→ **Written exercise**
Copy the lines of the material word for word, starting with the line that contains "An instance of the truck" and ending with the line that contains "Target: truck rear bumper", including both of those lines.

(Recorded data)
>> START
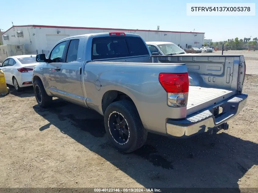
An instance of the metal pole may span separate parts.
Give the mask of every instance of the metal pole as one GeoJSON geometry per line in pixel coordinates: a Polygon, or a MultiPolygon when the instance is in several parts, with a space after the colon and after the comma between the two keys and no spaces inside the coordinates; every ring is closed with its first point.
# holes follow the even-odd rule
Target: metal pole
{"type": "Polygon", "coordinates": [[[222,53],[221,54],[221,55],[223,55],[223,51],[224,51],[224,44],[222,44],[222,53]]]}

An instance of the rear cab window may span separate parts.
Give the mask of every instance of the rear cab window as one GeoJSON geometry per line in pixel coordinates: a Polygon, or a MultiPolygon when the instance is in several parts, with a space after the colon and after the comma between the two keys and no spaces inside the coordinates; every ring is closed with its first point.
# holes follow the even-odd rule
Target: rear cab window
{"type": "Polygon", "coordinates": [[[149,51],[139,37],[107,36],[92,40],[93,60],[145,55],[149,55],[149,51]]]}

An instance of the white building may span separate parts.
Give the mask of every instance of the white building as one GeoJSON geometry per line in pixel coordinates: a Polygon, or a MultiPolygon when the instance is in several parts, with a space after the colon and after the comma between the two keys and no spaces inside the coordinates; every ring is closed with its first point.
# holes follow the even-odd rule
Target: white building
{"type": "Polygon", "coordinates": [[[212,42],[212,40],[211,39],[204,39],[204,41],[203,41],[203,43],[204,42],[206,42],[208,44],[208,45],[210,45],[210,43],[212,42]]]}
{"type": "Polygon", "coordinates": [[[189,46],[201,47],[204,37],[204,33],[199,32],[37,25],[13,26],[2,36],[4,45],[24,44],[26,54],[36,54],[37,52],[46,54],[58,41],[65,38],[112,31],[139,34],[146,41],[172,42],[184,48],[189,46]]]}

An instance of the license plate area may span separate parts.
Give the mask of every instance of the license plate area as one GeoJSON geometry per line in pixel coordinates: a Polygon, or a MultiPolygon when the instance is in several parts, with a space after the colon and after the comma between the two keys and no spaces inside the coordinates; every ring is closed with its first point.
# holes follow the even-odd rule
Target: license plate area
{"type": "Polygon", "coordinates": [[[219,116],[223,112],[223,107],[222,105],[218,105],[213,108],[213,115],[215,118],[219,116]]]}

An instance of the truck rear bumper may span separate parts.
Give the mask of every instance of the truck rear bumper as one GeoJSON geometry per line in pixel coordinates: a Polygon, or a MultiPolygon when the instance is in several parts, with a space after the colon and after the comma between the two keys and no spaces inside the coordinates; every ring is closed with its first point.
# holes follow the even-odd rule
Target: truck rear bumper
{"type": "Polygon", "coordinates": [[[180,120],[169,120],[166,123],[167,134],[187,138],[215,128],[238,115],[245,106],[248,95],[236,95],[227,99],[187,116],[180,120]],[[222,113],[217,112],[223,108],[222,113]]]}

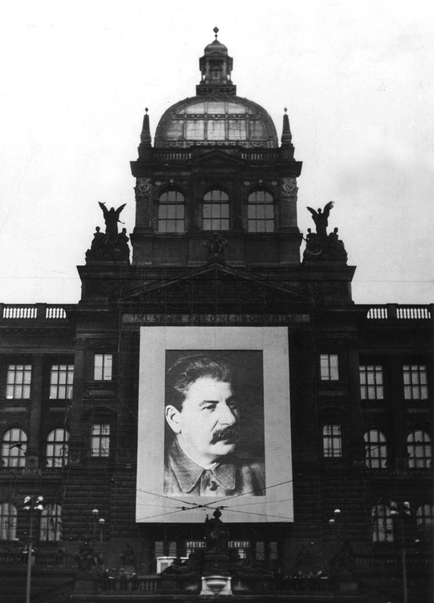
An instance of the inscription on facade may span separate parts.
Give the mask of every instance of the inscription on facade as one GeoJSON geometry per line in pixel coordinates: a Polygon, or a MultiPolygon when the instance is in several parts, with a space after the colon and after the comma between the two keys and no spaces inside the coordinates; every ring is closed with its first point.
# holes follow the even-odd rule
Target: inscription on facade
{"type": "Polygon", "coordinates": [[[292,324],[308,314],[124,314],[123,323],[138,324],[292,324]]]}

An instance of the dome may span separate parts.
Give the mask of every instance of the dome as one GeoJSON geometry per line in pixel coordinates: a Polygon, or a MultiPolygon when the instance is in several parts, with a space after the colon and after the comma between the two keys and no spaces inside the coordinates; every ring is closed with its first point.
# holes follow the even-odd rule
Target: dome
{"type": "Polygon", "coordinates": [[[198,95],[177,103],[164,113],[155,133],[157,148],[216,145],[279,146],[274,124],[264,109],[246,98],[225,93],[198,95]]]}
{"type": "Polygon", "coordinates": [[[214,54],[217,52],[220,54],[227,54],[228,48],[221,42],[215,39],[211,44],[208,44],[208,46],[205,46],[203,54],[214,54]]]}

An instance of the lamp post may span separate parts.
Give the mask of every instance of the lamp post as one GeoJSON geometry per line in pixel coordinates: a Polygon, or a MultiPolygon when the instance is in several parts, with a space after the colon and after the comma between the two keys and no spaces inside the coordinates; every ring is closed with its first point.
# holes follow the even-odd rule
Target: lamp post
{"type": "Polygon", "coordinates": [[[106,523],[106,520],[103,517],[100,517],[98,520],[98,523],[100,526],[100,557],[103,558],[103,530],[104,529],[104,524],[106,523]]]}
{"type": "Polygon", "coordinates": [[[28,535],[27,551],[27,579],[25,588],[25,603],[30,603],[30,584],[31,582],[31,551],[33,540],[33,513],[43,511],[43,497],[26,496],[24,499],[24,510],[30,513],[30,529],[28,535]]]}
{"type": "Polygon", "coordinates": [[[328,520],[328,523],[330,526],[334,525],[336,523],[337,526],[337,542],[338,546],[339,541],[340,540],[340,526],[339,525],[339,522],[337,520],[339,519],[339,516],[340,515],[340,509],[335,509],[333,511],[333,517],[331,517],[328,520]]]}
{"type": "Polygon", "coordinates": [[[94,535],[96,535],[97,534],[97,519],[98,519],[98,516],[100,514],[100,511],[98,509],[92,510],[92,515],[94,517],[94,535]]]}
{"type": "Polygon", "coordinates": [[[401,558],[402,561],[403,568],[403,603],[407,603],[407,561],[406,560],[406,541],[404,534],[404,519],[406,517],[411,515],[410,503],[406,500],[400,505],[394,500],[391,500],[389,507],[390,509],[390,516],[394,519],[400,517],[400,524],[401,526],[401,558]]]}

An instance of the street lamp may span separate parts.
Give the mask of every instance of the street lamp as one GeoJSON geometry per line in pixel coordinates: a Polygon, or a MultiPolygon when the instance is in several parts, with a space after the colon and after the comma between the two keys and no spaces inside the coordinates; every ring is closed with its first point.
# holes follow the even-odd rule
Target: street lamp
{"type": "Polygon", "coordinates": [[[94,517],[94,535],[95,536],[97,534],[97,518],[100,513],[98,509],[92,509],[92,514],[94,517]]]}
{"type": "Polygon", "coordinates": [[[30,584],[31,581],[31,551],[33,539],[33,513],[43,511],[43,496],[26,496],[24,499],[24,510],[30,513],[30,530],[28,535],[27,551],[27,580],[25,588],[25,603],[30,603],[30,584]]]}
{"type": "Polygon", "coordinates": [[[339,522],[337,520],[340,515],[340,509],[335,509],[333,511],[333,517],[331,517],[328,520],[328,523],[330,526],[334,525],[335,523],[337,525],[337,540],[338,541],[340,540],[340,526],[339,526],[339,522]]]}
{"type": "Polygon", "coordinates": [[[104,524],[106,523],[106,520],[103,517],[100,517],[98,520],[98,523],[100,526],[100,557],[103,558],[103,530],[104,528],[104,524]]]}
{"type": "Polygon", "coordinates": [[[403,564],[403,603],[407,603],[407,562],[406,560],[406,541],[404,534],[404,519],[406,517],[411,515],[411,509],[410,503],[408,500],[401,503],[400,505],[395,500],[391,500],[389,504],[390,509],[389,514],[391,517],[397,519],[401,517],[400,523],[401,525],[401,559],[403,564]]]}

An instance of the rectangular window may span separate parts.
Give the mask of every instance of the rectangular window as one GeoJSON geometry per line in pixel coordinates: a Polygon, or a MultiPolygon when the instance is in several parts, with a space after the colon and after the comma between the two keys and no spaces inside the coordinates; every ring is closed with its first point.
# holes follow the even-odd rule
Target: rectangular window
{"type": "Polygon", "coordinates": [[[92,426],[92,456],[108,456],[110,452],[110,425],[94,423],[92,426]]]}
{"type": "Polygon", "coordinates": [[[10,364],[7,370],[6,397],[28,400],[30,397],[31,364],[10,364]]]}
{"type": "Polygon", "coordinates": [[[73,381],[73,364],[53,364],[49,377],[50,400],[71,400],[73,381]]]}
{"type": "Polygon", "coordinates": [[[321,354],[320,356],[322,381],[337,381],[339,369],[337,354],[321,354]]]}
{"type": "Polygon", "coordinates": [[[362,400],[383,400],[383,367],[379,364],[363,364],[359,367],[360,397],[362,400]]]}
{"type": "Polygon", "coordinates": [[[404,364],[403,367],[404,397],[406,400],[426,400],[428,397],[427,367],[425,364],[404,364]]]}
{"type": "Polygon", "coordinates": [[[94,379],[95,381],[111,381],[112,354],[95,354],[94,365],[94,379]]]}
{"type": "Polygon", "coordinates": [[[377,505],[372,510],[372,542],[393,542],[394,523],[390,509],[385,505],[377,505]]]}
{"type": "Polygon", "coordinates": [[[338,458],[342,456],[340,425],[322,426],[322,452],[327,458],[338,458]]]}

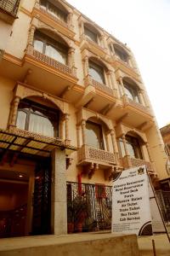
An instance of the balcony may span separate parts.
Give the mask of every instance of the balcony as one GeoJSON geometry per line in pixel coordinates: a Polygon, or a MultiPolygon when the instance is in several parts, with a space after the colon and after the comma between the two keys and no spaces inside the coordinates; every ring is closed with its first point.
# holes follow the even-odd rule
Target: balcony
{"type": "MultiPolygon", "coordinates": [[[[68,15],[71,15],[71,14],[69,14],[68,15]]],[[[73,26],[71,24],[72,21],[71,21],[71,19],[68,19],[68,23],[60,20],[59,18],[42,8],[40,3],[37,2],[35,3],[35,6],[33,8],[32,15],[37,18],[38,17],[38,19],[42,22],[57,29],[60,32],[63,33],[66,37],[69,37],[71,39],[74,38],[75,32],[73,32],[73,26]]]]}
{"type": "MultiPolygon", "coordinates": [[[[153,116],[149,108],[129,99],[127,95],[122,97],[122,117],[127,125],[145,131],[153,124],[153,116]]],[[[117,122],[119,119],[117,119],[117,122]]]]}
{"type": "Polygon", "coordinates": [[[90,75],[88,75],[85,78],[85,84],[86,84],[86,86],[88,86],[88,85],[94,86],[96,89],[97,91],[99,90],[99,91],[104,92],[105,94],[107,94],[109,96],[116,96],[116,94],[115,94],[115,91],[114,91],[113,89],[111,89],[109,86],[107,86],[105,84],[100,84],[98,81],[93,79],[90,75]]]}
{"type": "Polygon", "coordinates": [[[99,165],[101,169],[106,169],[116,165],[113,153],[82,145],[78,149],[78,166],[87,166],[90,163],[99,165]]]}
{"type": "Polygon", "coordinates": [[[26,81],[29,84],[55,96],[60,96],[68,87],[71,88],[77,83],[74,67],[68,67],[40,53],[31,44],[26,50],[23,67],[28,70],[26,81]]]}
{"type": "Polygon", "coordinates": [[[83,50],[84,49],[88,49],[91,52],[100,56],[101,58],[105,57],[107,54],[105,49],[100,45],[99,45],[97,43],[88,39],[84,33],[81,35],[80,39],[82,50],[83,50]]]}
{"type": "Polygon", "coordinates": [[[120,58],[112,55],[112,65],[116,68],[116,72],[120,70],[122,73],[128,74],[134,79],[140,80],[139,72],[136,68],[131,67],[128,63],[122,61],[120,58]]]}
{"type": "Polygon", "coordinates": [[[134,108],[138,111],[142,111],[144,113],[150,114],[150,109],[147,107],[142,105],[141,103],[136,102],[129,99],[127,96],[123,96],[122,100],[123,100],[123,103],[124,103],[125,108],[126,107],[134,108]]]}
{"type": "Polygon", "coordinates": [[[152,164],[142,159],[132,158],[129,155],[125,155],[123,158],[121,159],[121,164],[125,169],[145,165],[148,173],[150,175],[156,174],[152,164]]]}
{"type": "Polygon", "coordinates": [[[4,21],[12,24],[17,18],[20,0],[2,0],[0,1],[0,18],[4,21]]]}

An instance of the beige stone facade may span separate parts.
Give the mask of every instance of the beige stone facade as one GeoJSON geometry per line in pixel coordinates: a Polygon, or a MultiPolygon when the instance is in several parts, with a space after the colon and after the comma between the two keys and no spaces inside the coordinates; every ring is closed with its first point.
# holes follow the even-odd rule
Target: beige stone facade
{"type": "MultiPolygon", "coordinates": [[[[25,186],[26,199],[20,204],[15,193],[10,207],[26,205],[20,234],[67,232],[66,182],[77,183],[80,197],[82,183],[110,186],[131,166],[146,165],[156,186],[166,178],[162,139],[130,49],[65,1],[15,1],[14,12],[2,2],[0,183],[25,186]]],[[[6,200],[14,193],[3,192],[6,200]]]]}

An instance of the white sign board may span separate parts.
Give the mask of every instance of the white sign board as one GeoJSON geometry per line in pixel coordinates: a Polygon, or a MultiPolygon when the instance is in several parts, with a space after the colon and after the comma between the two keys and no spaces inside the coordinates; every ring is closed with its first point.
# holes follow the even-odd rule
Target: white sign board
{"type": "Polygon", "coordinates": [[[152,235],[145,166],[116,175],[113,180],[112,232],[152,235]]]}
{"type": "Polygon", "coordinates": [[[166,232],[165,226],[159,208],[157,207],[157,203],[150,183],[149,183],[149,195],[153,233],[164,233],[166,232]]]}

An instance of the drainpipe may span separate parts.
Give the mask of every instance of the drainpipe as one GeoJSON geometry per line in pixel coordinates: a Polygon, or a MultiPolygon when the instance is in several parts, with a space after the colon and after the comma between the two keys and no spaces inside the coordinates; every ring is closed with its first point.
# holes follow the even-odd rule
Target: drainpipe
{"type": "Polygon", "coordinates": [[[82,195],[82,173],[77,175],[78,178],[78,195],[82,195]]]}

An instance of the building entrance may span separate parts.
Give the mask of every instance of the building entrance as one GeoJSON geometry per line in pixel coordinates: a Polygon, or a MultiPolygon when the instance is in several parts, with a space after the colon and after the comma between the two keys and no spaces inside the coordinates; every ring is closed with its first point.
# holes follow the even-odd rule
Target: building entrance
{"type": "Polygon", "coordinates": [[[50,159],[0,166],[0,237],[50,234],[50,159]]]}

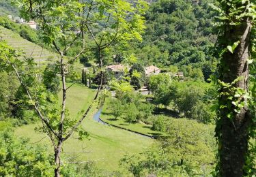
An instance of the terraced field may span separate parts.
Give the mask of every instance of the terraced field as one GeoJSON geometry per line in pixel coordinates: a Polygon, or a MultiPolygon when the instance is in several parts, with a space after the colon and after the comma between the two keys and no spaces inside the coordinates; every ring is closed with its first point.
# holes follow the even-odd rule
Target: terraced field
{"type": "Polygon", "coordinates": [[[0,37],[11,46],[20,50],[26,57],[33,57],[35,61],[40,63],[47,63],[47,61],[57,59],[57,54],[43,48],[21,37],[18,34],[0,26],[0,37]]]}

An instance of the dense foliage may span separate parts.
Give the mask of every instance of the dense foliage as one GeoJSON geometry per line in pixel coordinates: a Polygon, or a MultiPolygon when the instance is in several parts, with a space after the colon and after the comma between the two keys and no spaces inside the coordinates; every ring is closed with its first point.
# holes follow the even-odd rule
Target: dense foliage
{"type": "Polygon", "coordinates": [[[140,155],[124,157],[122,166],[134,176],[210,175],[214,167],[213,127],[186,119],[167,120],[168,136],[140,155]]]}
{"type": "Polygon", "coordinates": [[[12,1],[0,1],[0,16],[12,15],[12,16],[18,16],[18,10],[14,6],[12,1]]]}

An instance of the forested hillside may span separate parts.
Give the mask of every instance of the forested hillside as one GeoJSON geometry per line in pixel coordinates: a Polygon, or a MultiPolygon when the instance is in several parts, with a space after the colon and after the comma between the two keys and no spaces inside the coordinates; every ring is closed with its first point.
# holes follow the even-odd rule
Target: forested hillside
{"type": "Polygon", "coordinates": [[[18,16],[18,10],[11,1],[0,0],[0,16],[12,15],[12,16],[18,16]]]}
{"type": "MultiPolygon", "coordinates": [[[[143,41],[134,48],[147,65],[160,67],[191,64],[202,69],[205,78],[214,67],[211,55],[216,36],[212,26],[212,0],[160,0],[153,3],[146,18],[143,41]]],[[[183,69],[186,71],[186,67],[183,69]]]]}
{"type": "Polygon", "coordinates": [[[255,176],[253,1],[14,1],[0,176],[255,176]]]}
>> END
→ **Full response**
An instance of the truck rear bumper may span separate parts.
Give the mask of every instance of the truck rear bumper as one GeoJSON geometry per line in pixel coordinates: a Polygon, or a MultiPolygon when the instance is in several parts, with a space after the colon and after the comma between the two keys and no spaces inside the coordinates; every ring is closed with its first point.
# holes follow the even-odd rule
Target: truck rear bumper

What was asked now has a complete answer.